TRAVAIL DEMANDÉ: Recopiez à l'identique toutes les lignes des enregistrements ci-dessous.
==============================
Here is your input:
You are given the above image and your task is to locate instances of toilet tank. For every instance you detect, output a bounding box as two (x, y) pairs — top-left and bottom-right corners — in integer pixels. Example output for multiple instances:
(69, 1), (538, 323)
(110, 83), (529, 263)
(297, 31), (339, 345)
==============================
EN RÉPONSE:
Here is your input:
You are given the above image and your task is to locate instances of toilet tank. For every instance you detect, output a bounding box as two (x, y) pairs — top-left and bottom-right corners — in integer pixels. Example output for multiple instances:
(69, 1), (538, 323)
(110, 83), (529, 263)
(297, 31), (339, 345)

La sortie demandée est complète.